Exercise task 1: Report how many lines of the records contain the word "gabled", and give only that number.

....

2019 SaaS Benchmarks: Actionable Advice to Accelerate Your Growth
This week we released our third annual Expansion SaaS Benchmarks report. More than 500 SaaS companies participated in this year’s survey, which covered topics like financial performance, product led growth adoption, founder priorities and much more.
But benchmarks alone are not enough. We’ve got to make the leap from benchmarks to action. Here’s our advice on how to use the benchmark data to grow even faster in 2020.
Nailing both product and go-to-market execution
We learned that only two things really keep founders up at night: product execution (56% of founders) and go-to-market execution (50% of founders). These were the top concerns for founders of all types of companies, from seed stage to IPO. This finding doesn’t come as a major surprise. SaaS companies now report having more competitors than ever and higher customer acquisition costs compared to previous years.
Difficulty executing on product and go-to-market tend to boil down to one thing: lack of segmentation. Most SaaS startups have a nearly limitless market opportunity, but don’t have the product, engineering, sales or marketing resources to gain traction in the entire market all at once. It is critical to focus, honing your product-market fit in a sub-segment and gradually expanding from a position of strength. You might have a segmentation problem if you’re continually hearing things like:
- “Our product can work for everyone.”
- “If we just build this one feature, we could sign up this major account.”
- “We’re all about new logos – we can’t turn away deals.”
- “Each sales rep has their own way of finding new leads.”
Lack of segmentation leads to weak product-market fit. This, in turn, signals potential churn, difficulties getting new sales reps productive, below-average win rates, weak pricing power and never-ending product roadmap discussions.

....

Exercise task 2: List each thing that the SaaS benchmarks article says weak product-market fit signals.

....

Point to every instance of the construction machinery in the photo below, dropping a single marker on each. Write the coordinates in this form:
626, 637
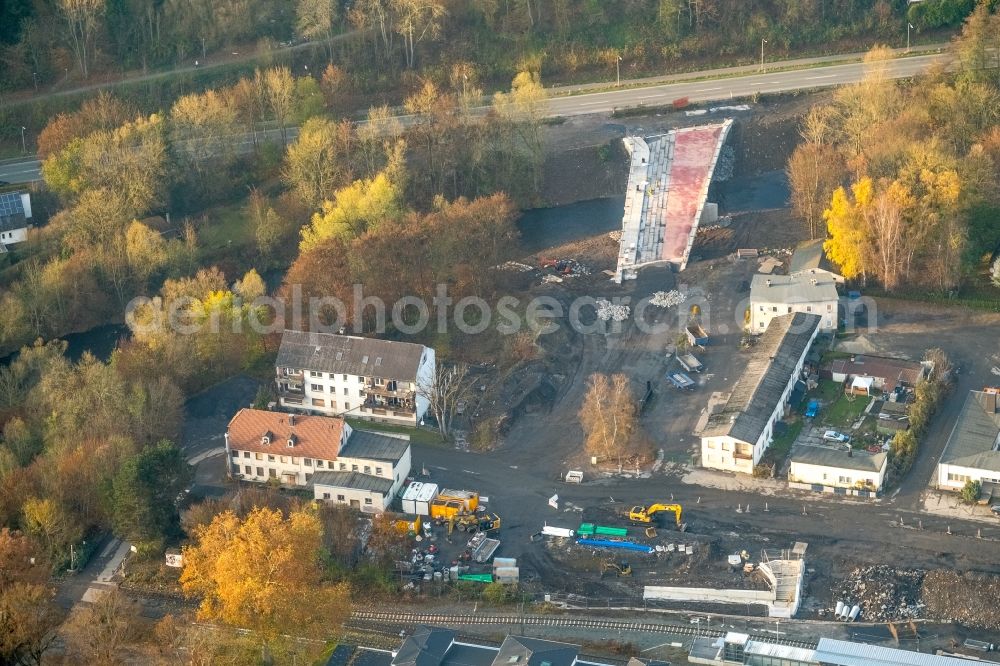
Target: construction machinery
474, 523
647, 514
618, 568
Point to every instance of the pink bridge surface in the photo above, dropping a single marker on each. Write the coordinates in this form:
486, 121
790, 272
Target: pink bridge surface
690, 173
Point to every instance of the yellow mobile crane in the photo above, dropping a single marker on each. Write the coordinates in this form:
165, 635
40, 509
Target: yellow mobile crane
644, 514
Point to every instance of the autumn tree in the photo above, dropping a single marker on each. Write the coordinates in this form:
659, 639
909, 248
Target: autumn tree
316, 163
608, 416
443, 392
264, 573
81, 19
354, 209
814, 172
28, 615
144, 494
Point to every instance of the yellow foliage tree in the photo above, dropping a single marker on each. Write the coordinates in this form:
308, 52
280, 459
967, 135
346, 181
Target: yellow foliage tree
847, 228
264, 573
355, 209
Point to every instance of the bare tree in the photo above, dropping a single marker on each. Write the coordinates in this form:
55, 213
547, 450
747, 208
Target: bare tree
608, 416
448, 387
81, 24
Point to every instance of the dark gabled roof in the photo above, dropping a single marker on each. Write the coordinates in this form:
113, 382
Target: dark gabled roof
524, 651
12, 213
426, 647
765, 376
354, 481
374, 446
350, 355
975, 439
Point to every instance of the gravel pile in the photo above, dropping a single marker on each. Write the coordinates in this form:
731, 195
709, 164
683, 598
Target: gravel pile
970, 598
883, 593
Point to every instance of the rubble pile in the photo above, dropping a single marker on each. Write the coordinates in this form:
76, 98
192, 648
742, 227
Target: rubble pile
883, 592
667, 299
967, 598
606, 311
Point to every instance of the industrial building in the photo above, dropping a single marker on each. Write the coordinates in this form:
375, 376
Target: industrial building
735, 438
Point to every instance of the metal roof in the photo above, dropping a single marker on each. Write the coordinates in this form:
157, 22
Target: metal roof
353, 480
766, 374
975, 439
837, 458
813, 286
374, 446
12, 212
831, 652
350, 355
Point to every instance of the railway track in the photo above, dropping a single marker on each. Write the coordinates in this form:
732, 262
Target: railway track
362, 617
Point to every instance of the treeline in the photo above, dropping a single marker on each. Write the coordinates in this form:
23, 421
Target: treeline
905, 178
46, 41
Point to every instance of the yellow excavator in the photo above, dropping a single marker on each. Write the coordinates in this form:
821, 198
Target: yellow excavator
646, 514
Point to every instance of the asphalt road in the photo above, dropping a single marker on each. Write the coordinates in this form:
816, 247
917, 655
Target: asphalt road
737, 83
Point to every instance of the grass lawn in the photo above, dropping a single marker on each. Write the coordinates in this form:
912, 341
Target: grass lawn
845, 411
417, 435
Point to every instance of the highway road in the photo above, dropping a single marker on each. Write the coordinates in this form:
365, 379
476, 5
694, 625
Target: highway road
740, 84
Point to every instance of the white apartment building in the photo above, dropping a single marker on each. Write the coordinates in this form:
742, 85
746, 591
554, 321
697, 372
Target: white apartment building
735, 438
973, 449
264, 446
811, 292
349, 375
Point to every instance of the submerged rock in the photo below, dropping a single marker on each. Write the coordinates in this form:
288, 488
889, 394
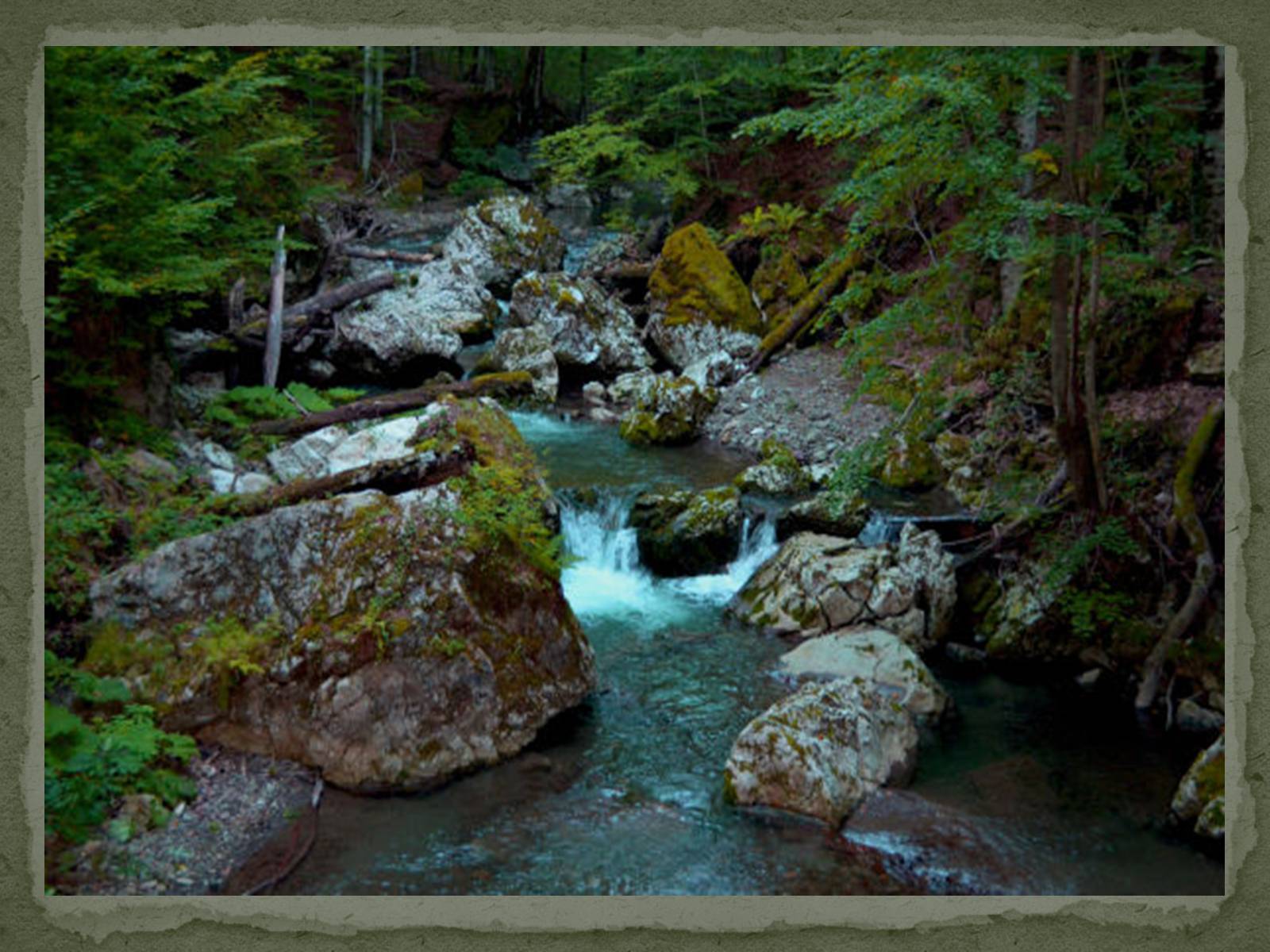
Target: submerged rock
1200, 797
526, 349
503, 238
874, 659
667, 412
686, 533
819, 583
414, 325
391, 641
587, 328
700, 305
821, 752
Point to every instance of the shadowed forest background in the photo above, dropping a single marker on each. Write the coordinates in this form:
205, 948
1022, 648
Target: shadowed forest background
486, 424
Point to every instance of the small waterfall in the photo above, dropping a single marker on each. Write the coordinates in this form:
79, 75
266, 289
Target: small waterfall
606, 577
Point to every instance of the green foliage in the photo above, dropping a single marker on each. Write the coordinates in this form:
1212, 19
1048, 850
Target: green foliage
88, 767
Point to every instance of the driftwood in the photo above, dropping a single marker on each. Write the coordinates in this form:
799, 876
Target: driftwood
391, 476
802, 313
389, 404
298, 317
273, 332
1206, 564
385, 254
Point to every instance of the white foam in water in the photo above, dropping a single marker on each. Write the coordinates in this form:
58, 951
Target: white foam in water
607, 579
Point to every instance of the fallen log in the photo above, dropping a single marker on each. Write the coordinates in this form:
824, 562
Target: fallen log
298, 315
802, 313
378, 254
1206, 564
391, 476
387, 404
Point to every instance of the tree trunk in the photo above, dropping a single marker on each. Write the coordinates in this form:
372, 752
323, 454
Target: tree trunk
273, 336
803, 313
387, 404
368, 113
1206, 565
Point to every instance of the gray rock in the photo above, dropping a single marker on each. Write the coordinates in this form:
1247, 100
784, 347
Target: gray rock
587, 328
819, 583
821, 752
876, 659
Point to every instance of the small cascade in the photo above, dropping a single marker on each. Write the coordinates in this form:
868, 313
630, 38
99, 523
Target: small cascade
606, 577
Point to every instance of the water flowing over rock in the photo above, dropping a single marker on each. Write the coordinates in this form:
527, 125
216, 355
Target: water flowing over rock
874, 659
700, 305
419, 324
821, 752
588, 329
821, 583
503, 238
526, 349
686, 533
1200, 797
667, 412
391, 641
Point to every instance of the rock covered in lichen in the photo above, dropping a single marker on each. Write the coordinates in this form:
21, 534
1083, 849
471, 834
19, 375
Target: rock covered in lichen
588, 329
872, 658
526, 349
503, 238
418, 324
780, 474
667, 412
687, 533
821, 583
821, 752
1200, 797
391, 641
698, 304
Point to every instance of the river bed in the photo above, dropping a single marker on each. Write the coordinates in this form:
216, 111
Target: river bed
1030, 789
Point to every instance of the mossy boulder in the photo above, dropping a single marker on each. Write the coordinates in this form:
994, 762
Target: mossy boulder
503, 238
910, 465
698, 302
667, 412
780, 474
779, 283
687, 533
826, 514
822, 750
821, 583
525, 349
1200, 797
389, 641
588, 330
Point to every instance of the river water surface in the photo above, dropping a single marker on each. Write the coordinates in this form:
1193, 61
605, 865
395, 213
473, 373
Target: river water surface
1030, 790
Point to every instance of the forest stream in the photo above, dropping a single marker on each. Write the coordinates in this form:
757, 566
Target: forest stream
1030, 790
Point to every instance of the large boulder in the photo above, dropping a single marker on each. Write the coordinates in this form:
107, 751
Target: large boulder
821, 752
503, 238
413, 328
1200, 797
667, 412
698, 304
819, 583
686, 533
872, 658
526, 349
588, 329
389, 641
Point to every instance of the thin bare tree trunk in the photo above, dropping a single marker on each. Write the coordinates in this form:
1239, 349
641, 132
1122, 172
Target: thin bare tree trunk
273, 336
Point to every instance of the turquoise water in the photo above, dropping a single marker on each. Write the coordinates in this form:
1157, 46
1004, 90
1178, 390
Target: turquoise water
1029, 790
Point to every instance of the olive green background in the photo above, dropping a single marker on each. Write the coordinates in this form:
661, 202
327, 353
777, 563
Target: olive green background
29, 920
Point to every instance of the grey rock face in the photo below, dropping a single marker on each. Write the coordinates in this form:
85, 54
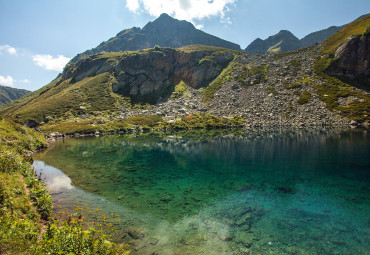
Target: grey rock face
164, 32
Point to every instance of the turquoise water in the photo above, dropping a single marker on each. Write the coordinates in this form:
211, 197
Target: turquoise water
213, 192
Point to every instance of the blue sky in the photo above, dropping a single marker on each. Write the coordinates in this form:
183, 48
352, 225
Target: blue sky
39, 36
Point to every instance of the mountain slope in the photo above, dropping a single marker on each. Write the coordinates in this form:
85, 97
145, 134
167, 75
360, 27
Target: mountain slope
281, 42
346, 54
164, 32
8, 94
319, 36
122, 80
293, 88
285, 41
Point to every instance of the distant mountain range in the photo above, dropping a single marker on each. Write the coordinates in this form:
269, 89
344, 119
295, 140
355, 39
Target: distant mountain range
108, 84
8, 94
285, 41
165, 31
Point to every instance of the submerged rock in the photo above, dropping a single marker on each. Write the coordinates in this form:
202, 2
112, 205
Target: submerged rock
136, 233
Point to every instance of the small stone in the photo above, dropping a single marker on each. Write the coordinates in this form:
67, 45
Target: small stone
354, 123
136, 233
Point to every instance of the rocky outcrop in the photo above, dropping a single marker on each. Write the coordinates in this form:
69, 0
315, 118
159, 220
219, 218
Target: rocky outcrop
285, 41
149, 76
8, 94
281, 42
319, 36
164, 32
352, 60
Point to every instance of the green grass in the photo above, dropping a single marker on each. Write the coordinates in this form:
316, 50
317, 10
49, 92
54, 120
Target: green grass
295, 63
181, 89
208, 92
272, 90
200, 121
25, 201
336, 88
293, 85
148, 123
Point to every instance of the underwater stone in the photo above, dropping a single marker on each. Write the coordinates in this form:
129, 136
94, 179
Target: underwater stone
136, 233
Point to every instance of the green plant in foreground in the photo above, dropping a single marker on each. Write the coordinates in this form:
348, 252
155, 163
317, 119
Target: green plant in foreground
73, 234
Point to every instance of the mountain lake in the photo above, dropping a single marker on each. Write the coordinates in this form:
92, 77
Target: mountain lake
300, 191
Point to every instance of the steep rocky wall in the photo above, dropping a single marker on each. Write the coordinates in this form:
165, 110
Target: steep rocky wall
149, 76
352, 60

....

Exercise answer 1: 2

Exercise answer 2:
- Potential churn
- Difficulties getting new sales reps productive
- Below-average win rates
- Weak pricing power
- Never-ending product roadmap discussions